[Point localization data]

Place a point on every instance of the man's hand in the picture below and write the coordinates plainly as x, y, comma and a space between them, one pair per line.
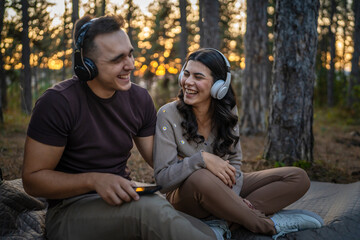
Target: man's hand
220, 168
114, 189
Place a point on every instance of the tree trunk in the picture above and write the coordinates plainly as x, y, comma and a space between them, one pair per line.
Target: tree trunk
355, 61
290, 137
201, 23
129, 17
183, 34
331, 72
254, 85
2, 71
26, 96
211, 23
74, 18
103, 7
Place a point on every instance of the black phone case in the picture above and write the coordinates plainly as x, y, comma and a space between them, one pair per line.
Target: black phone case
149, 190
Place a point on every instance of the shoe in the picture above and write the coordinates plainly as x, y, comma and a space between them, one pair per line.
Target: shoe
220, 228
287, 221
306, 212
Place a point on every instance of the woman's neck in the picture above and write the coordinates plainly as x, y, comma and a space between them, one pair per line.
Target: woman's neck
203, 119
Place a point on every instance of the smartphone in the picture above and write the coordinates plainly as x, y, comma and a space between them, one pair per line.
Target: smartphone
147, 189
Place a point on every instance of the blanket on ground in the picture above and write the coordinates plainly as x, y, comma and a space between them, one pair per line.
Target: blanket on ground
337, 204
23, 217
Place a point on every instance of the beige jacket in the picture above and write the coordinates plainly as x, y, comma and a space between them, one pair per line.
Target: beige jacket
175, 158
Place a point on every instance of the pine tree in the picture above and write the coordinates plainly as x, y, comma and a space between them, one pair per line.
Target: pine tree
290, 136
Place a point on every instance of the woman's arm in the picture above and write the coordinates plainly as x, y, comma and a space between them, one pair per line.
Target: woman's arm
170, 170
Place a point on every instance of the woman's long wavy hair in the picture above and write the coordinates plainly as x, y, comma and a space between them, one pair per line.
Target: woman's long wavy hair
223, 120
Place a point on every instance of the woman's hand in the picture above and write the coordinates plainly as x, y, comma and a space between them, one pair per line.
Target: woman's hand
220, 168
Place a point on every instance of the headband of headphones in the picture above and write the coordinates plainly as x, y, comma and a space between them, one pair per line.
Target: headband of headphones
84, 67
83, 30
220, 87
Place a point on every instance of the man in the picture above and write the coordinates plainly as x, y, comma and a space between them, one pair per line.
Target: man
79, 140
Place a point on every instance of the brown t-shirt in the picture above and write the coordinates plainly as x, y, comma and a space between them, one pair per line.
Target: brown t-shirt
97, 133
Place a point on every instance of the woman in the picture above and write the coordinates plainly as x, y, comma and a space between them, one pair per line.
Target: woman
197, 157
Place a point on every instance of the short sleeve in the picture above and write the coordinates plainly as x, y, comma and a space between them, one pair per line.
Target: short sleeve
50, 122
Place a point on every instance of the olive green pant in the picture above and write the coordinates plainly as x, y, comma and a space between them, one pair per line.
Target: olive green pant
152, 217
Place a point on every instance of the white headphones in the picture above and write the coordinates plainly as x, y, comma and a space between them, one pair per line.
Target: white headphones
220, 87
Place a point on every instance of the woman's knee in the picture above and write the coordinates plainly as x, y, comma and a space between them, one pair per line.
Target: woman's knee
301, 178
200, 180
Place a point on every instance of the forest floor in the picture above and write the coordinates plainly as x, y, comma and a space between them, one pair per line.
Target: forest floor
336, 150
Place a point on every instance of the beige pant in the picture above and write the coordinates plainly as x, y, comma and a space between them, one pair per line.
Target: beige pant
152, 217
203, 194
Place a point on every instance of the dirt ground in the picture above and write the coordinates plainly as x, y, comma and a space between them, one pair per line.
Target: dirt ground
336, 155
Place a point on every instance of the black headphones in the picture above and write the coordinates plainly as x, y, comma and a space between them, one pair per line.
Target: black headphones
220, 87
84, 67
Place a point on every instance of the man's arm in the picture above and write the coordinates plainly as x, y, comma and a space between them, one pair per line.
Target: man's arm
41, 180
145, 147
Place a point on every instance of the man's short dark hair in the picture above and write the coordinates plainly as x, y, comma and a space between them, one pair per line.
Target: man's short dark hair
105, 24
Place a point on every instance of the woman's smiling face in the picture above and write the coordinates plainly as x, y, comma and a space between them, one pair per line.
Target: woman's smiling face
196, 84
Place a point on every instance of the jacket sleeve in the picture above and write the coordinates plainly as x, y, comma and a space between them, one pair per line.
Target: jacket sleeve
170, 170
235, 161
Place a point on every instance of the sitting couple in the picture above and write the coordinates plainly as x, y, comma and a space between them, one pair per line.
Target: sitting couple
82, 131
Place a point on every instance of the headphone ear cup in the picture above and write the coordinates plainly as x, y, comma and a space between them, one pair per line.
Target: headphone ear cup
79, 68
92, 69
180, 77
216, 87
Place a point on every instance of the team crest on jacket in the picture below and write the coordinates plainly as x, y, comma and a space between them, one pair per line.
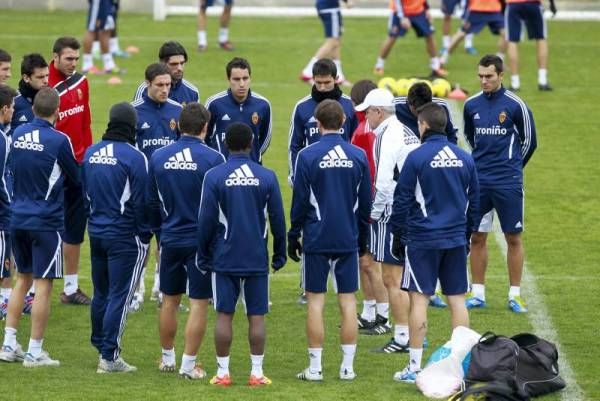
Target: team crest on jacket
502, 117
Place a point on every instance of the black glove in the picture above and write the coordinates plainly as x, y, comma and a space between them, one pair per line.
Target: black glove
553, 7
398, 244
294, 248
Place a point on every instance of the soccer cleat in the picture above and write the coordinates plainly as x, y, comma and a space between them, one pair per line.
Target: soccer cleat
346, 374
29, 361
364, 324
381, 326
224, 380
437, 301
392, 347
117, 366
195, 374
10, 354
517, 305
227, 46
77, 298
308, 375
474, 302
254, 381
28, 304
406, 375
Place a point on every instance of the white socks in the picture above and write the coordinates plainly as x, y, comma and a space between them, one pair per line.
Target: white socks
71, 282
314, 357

* * *

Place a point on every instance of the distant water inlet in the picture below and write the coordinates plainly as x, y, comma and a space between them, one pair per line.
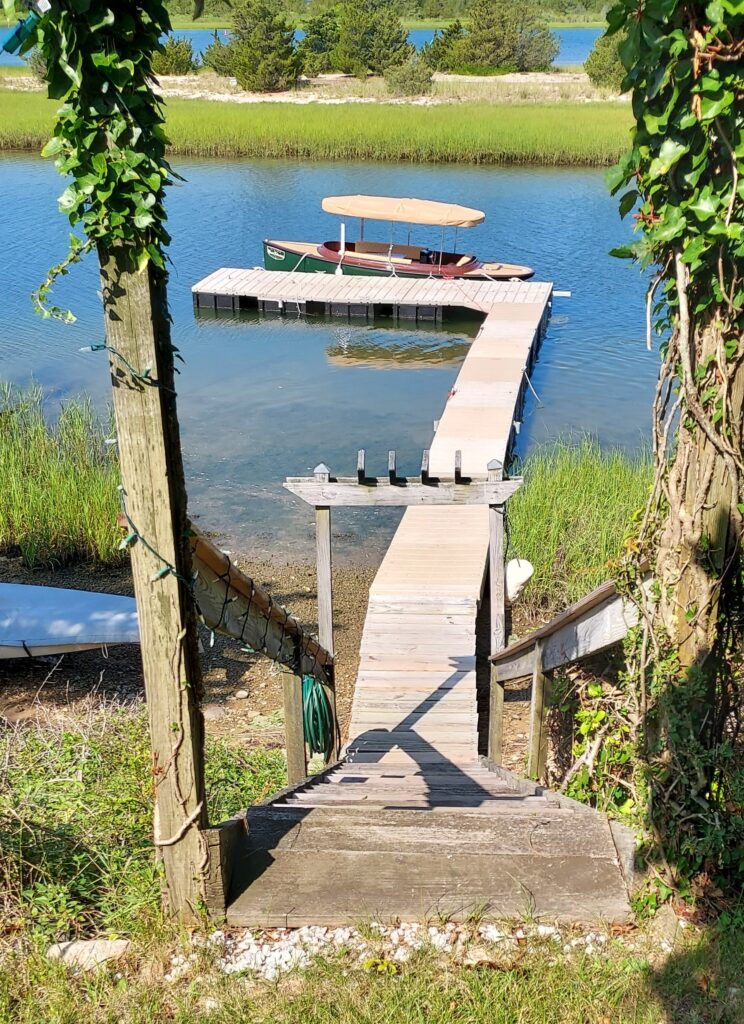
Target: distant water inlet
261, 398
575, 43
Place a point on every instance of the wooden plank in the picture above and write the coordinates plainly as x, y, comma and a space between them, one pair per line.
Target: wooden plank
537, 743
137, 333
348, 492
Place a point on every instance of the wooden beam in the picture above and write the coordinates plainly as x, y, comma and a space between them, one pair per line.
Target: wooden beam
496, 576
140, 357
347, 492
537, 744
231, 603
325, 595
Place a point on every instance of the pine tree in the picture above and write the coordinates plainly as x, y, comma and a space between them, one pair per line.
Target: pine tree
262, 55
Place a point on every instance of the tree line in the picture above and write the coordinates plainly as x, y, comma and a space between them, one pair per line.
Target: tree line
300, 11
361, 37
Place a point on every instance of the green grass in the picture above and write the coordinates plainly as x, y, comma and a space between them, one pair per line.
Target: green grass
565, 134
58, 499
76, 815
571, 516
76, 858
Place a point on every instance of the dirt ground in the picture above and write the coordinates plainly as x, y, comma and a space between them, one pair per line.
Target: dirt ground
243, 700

| Exercise aim |
Scan the entries above and work out how many lines include the word "below"; the reply is that number alone.

| Result of this task |
3